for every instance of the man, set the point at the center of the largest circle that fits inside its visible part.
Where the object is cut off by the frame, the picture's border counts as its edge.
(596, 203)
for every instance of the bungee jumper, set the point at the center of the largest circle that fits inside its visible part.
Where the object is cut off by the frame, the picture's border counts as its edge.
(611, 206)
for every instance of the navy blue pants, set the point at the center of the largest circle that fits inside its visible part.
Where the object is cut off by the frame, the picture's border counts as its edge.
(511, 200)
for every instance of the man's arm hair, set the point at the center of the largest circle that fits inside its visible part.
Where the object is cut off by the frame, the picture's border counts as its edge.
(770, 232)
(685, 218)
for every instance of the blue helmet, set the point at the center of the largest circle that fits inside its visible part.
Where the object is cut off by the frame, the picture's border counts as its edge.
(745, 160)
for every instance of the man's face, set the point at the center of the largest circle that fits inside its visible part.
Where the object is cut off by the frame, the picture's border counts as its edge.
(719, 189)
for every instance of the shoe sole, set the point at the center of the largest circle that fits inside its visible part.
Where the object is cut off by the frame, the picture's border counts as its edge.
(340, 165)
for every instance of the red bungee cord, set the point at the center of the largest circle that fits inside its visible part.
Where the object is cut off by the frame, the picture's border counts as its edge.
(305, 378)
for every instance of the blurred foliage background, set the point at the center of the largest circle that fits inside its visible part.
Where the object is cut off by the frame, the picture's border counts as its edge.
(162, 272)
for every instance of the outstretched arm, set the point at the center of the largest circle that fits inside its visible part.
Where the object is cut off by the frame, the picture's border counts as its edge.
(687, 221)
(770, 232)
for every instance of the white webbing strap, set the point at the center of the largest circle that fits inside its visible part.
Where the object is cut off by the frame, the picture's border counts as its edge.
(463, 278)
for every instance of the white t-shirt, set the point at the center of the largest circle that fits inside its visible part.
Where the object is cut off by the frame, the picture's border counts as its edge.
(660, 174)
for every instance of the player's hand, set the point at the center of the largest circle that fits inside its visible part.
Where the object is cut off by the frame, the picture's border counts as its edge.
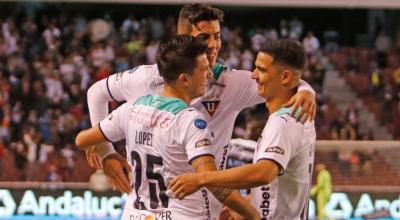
(93, 158)
(118, 172)
(305, 100)
(185, 184)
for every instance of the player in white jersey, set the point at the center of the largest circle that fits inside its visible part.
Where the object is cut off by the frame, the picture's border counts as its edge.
(164, 137)
(228, 91)
(281, 173)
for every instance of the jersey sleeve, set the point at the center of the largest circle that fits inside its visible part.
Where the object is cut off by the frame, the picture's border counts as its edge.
(196, 138)
(114, 125)
(304, 86)
(279, 141)
(128, 85)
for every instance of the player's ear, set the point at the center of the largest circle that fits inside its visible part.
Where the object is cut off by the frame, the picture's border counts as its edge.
(287, 76)
(183, 77)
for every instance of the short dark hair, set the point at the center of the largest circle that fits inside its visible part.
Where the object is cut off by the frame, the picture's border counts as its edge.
(179, 55)
(286, 52)
(191, 14)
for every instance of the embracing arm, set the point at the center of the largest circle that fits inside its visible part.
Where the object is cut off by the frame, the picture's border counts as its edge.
(98, 98)
(304, 98)
(246, 176)
(89, 137)
(230, 198)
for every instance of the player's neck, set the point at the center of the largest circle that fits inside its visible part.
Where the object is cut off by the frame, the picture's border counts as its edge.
(275, 103)
(173, 92)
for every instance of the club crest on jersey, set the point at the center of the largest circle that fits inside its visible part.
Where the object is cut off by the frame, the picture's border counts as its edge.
(200, 123)
(202, 143)
(276, 149)
(211, 106)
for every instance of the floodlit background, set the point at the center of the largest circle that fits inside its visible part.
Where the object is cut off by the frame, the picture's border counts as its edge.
(51, 52)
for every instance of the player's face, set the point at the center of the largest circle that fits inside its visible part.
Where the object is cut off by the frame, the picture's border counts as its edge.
(199, 78)
(267, 75)
(210, 31)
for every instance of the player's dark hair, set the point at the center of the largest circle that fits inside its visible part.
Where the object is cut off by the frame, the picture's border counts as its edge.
(289, 53)
(179, 55)
(191, 14)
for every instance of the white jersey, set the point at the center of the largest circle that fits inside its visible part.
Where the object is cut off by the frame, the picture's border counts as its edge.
(228, 93)
(291, 145)
(163, 135)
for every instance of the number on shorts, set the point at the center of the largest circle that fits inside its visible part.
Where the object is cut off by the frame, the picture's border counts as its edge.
(150, 174)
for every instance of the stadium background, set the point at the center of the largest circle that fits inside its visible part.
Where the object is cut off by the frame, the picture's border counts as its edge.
(45, 72)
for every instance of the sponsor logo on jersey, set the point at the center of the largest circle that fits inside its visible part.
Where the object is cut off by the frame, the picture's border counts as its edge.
(200, 123)
(149, 120)
(133, 69)
(265, 202)
(222, 164)
(211, 106)
(202, 143)
(154, 85)
(110, 116)
(276, 149)
(118, 76)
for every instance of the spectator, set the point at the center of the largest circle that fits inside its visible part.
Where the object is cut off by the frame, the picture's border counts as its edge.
(310, 43)
(51, 36)
(331, 40)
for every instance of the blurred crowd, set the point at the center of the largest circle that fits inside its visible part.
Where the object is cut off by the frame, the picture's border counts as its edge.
(48, 63)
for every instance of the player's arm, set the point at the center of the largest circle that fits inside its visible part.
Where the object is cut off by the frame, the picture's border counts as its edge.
(246, 94)
(304, 98)
(89, 137)
(230, 198)
(318, 186)
(110, 129)
(247, 176)
(113, 88)
(97, 99)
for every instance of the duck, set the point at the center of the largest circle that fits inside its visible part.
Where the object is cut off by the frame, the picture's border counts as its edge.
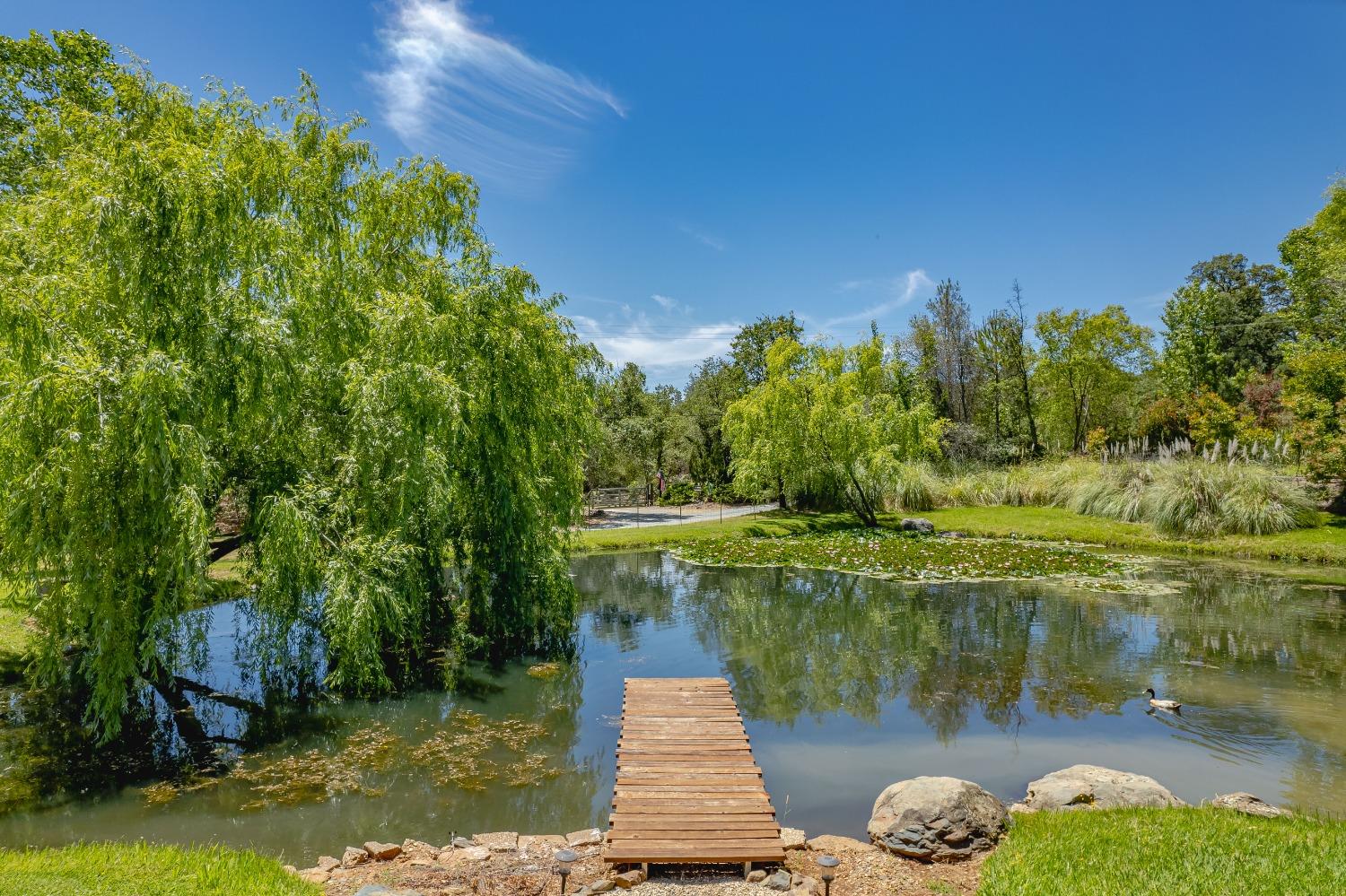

▸ EXERCISE AIM
Report how many lines of the entries hold the word "background". Nothing else is needed.

▸ EXPECTED ANSWER
3